[Records supplied]
■ ■ ■ ■

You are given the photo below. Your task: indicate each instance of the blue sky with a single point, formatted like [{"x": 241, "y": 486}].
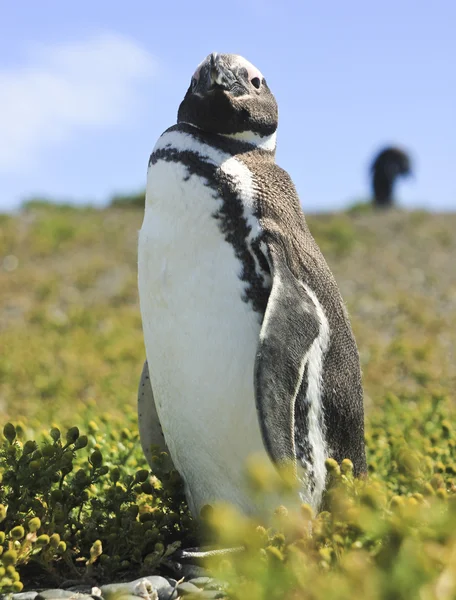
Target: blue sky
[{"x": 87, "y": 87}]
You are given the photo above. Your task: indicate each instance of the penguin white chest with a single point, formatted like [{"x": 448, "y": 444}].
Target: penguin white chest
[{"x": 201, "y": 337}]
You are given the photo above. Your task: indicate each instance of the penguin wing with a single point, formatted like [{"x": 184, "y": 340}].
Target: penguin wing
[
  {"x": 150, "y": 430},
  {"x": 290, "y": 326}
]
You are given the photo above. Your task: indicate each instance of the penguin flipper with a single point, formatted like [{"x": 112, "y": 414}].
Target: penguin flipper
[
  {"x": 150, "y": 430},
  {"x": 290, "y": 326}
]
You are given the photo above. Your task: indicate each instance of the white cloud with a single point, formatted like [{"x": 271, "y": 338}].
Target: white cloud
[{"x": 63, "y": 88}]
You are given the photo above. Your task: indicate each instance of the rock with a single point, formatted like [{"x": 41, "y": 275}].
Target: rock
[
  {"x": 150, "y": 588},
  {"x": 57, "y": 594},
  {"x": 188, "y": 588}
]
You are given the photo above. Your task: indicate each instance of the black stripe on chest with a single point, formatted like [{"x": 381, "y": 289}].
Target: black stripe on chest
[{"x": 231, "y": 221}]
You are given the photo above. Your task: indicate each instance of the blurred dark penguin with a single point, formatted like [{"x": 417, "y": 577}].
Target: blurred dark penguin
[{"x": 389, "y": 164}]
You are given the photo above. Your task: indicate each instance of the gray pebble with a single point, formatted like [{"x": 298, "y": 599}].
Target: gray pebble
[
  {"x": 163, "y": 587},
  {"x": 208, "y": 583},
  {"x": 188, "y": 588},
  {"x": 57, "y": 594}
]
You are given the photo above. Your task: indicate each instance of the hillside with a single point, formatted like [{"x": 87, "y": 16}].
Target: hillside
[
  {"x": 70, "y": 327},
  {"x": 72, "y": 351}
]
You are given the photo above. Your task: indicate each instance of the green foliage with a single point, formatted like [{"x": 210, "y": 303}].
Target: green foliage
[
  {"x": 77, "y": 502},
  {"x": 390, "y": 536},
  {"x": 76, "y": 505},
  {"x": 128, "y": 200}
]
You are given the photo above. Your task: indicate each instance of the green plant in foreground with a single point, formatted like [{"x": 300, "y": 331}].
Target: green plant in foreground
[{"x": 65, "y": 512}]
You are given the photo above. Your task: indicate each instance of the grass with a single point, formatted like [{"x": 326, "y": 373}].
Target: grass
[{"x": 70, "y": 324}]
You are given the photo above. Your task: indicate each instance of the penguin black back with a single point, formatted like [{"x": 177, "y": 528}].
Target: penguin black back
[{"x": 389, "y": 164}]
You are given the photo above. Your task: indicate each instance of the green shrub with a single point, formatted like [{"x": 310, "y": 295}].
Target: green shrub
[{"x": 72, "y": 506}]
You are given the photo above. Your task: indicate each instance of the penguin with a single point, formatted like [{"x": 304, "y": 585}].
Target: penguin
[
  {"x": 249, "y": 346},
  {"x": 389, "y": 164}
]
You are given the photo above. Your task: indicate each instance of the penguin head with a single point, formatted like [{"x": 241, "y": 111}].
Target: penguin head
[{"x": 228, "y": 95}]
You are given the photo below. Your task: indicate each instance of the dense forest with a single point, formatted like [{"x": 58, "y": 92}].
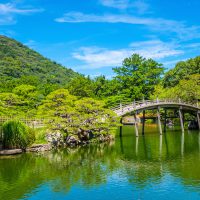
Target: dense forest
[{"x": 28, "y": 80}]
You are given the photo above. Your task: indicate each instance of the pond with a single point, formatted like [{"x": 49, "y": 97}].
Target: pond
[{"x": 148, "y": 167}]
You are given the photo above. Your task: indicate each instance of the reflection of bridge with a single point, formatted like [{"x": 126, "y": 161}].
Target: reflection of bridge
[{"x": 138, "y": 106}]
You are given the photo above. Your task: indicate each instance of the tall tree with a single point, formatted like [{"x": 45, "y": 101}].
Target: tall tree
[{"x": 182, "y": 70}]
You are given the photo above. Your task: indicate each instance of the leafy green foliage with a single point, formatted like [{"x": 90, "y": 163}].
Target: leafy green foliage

■ ■ ■ ■

[To do] Among the entries above, find every line holding "leafy" and copy it.

[Problem solution]
You are given the photo above. Your task: indicate each instance of the leafy green foliage with a single point, formatted like [{"x": 90, "y": 163}].
Target: leafy green foliage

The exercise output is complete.